Source data:
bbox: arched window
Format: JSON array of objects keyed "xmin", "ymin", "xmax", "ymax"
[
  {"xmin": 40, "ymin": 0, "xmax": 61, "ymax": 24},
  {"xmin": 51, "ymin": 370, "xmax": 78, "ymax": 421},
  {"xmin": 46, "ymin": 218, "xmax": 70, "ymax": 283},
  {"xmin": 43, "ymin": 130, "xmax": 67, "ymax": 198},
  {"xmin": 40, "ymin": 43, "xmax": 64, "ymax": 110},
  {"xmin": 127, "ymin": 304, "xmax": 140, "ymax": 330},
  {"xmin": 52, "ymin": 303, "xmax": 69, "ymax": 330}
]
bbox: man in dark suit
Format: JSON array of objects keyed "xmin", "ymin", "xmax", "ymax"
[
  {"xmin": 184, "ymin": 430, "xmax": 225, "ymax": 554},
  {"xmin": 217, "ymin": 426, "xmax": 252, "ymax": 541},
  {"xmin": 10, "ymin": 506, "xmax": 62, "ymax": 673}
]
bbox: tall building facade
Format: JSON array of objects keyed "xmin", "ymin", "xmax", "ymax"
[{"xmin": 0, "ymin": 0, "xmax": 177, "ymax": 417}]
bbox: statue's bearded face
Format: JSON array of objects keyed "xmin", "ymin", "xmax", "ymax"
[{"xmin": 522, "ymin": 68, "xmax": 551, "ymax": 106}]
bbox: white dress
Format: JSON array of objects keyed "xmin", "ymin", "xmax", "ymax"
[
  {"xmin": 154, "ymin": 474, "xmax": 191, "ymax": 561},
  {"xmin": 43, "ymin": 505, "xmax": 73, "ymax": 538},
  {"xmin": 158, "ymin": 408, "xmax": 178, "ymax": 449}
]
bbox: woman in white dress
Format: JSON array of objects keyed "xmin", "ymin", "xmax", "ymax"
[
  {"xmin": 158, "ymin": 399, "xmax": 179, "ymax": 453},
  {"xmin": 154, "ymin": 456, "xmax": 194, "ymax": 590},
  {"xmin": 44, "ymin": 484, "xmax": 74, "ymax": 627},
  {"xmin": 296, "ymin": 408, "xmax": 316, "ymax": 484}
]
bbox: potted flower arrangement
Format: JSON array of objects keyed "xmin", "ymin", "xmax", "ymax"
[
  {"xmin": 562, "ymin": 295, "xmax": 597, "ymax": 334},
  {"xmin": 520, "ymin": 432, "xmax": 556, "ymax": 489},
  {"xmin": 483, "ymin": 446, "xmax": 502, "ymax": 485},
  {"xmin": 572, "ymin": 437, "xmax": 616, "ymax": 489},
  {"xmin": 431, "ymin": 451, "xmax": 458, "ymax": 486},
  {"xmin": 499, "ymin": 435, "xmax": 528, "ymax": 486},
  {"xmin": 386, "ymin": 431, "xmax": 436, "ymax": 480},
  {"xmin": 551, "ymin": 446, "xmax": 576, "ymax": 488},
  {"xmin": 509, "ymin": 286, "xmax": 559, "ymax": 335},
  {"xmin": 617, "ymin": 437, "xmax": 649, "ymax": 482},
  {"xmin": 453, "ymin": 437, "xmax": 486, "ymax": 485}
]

*What to produce*.
May I have the entries returned exactly, with every line in place?

*Answer box*.
bbox: arched window
Format: JSON array of objects keyed "xmin", "ymin", "xmax", "ymax"
[
  {"xmin": 40, "ymin": 0, "xmax": 61, "ymax": 24},
  {"xmin": 51, "ymin": 370, "xmax": 78, "ymax": 421},
  {"xmin": 46, "ymin": 218, "xmax": 70, "ymax": 283},
  {"xmin": 43, "ymin": 130, "xmax": 67, "ymax": 198},
  {"xmin": 40, "ymin": 43, "xmax": 64, "ymax": 110},
  {"xmin": 127, "ymin": 304, "xmax": 140, "ymax": 330},
  {"xmin": 52, "ymin": 303, "xmax": 69, "ymax": 330}
]
bbox: man in dark suit
Format: JSON array of objects keyed "xmin", "ymin", "xmax", "ymax"
[
  {"xmin": 184, "ymin": 430, "xmax": 225, "ymax": 554},
  {"xmin": 217, "ymin": 426, "xmax": 252, "ymax": 541},
  {"xmin": 10, "ymin": 506, "xmax": 62, "ymax": 673}
]
bbox: tall building facade
Format: JSON array of objects keyed "xmin", "ymin", "xmax", "ymax"
[{"xmin": 0, "ymin": 0, "xmax": 177, "ymax": 417}]
bbox: statue's bearded face
Format: JSON array of objects keyed "xmin", "ymin", "xmax", "ymax"
[{"xmin": 522, "ymin": 68, "xmax": 551, "ymax": 106}]
bbox: white dress
Format: JSON array of objects keyed "xmin", "ymin", "xmax", "ymax"
[
  {"xmin": 154, "ymin": 474, "xmax": 191, "ymax": 561},
  {"xmin": 43, "ymin": 505, "xmax": 73, "ymax": 538},
  {"xmin": 158, "ymin": 408, "xmax": 178, "ymax": 449}
]
bbox: woman in white dress
Format: JSON array of objects keyed "xmin", "ymin", "xmax", "ymax"
[
  {"xmin": 158, "ymin": 399, "xmax": 179, "ymax": 453},
  {"xmin": 154, "ymin": 456, "xmax": 194, "ymax": 590},
  {"xmin": 44, "ymin": 484, "xmax": 74, "ymax": 627},
  {"xmin": 296, "ymin": 408, "xmax": 316, "ymax": 484}
]
bbox: potted flower arrangement
Format: JSON array of objects keyed "xmin", "ymin", "xmax", "ymax"
[
  {"xmin": 562, "ymin": 295, "xmax": 597, "ymax": 334},
  {"xmin": 520, "ymin": 432, "xmax": 556, "ymax": 489},
  {"xmin": 483, "ymin": 446, "xmax": 502, "ymax": 485},
  {"xmin": 572, "ymin": 437, "xmax": 616, "ymax": 489},
  {"xmin": 431, "ymin": 451, "xmax": 458, "ymax": 486},
  {"xmin": 499, "ymin": 435, "xmax": 528, "ymax": 486},
  {"xmin": 386, "ymin": 431, "xmax": 436, "ymax": 480},
  {"xmin": 551, "ymin": 446, "xmax": 576, "ymax": 488},
  {"xmin": 509, "ymin": 286, "xmax": 559, "ymax": 335},
  {"xmin": 617, "ymin": 437, "xmax": 649, "ymax": 482},
  {"xmin": 453, "ymin": 437, "xmax": 486, "ymax": 485}
]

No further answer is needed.